Exercise details: Can you write out every item below word for word, leaving the pictures out?

Data rows:

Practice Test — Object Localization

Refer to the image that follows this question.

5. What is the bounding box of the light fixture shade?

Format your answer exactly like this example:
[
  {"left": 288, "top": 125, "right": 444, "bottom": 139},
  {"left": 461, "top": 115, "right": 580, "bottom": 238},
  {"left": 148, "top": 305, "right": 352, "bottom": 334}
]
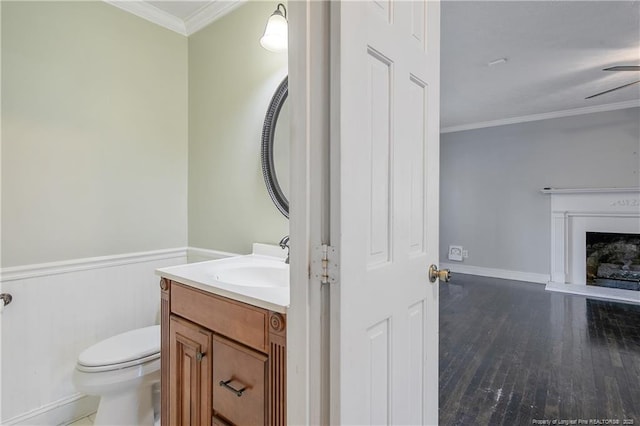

Reply to the exercise:
Practice Test — Object Localization

Refer to the image that follows this question.

5. What is the bounding box of the light fixture shade?

Format your answer exactly like this example:
[
  {"left": 288, "top": 125, "right": 444, "bottom": 139},
  {"left": 461, "top": 115, "right": 580, "bottom": 238},
  {"left": 148, "top": 305, "right": 352, "bottom": 334}
]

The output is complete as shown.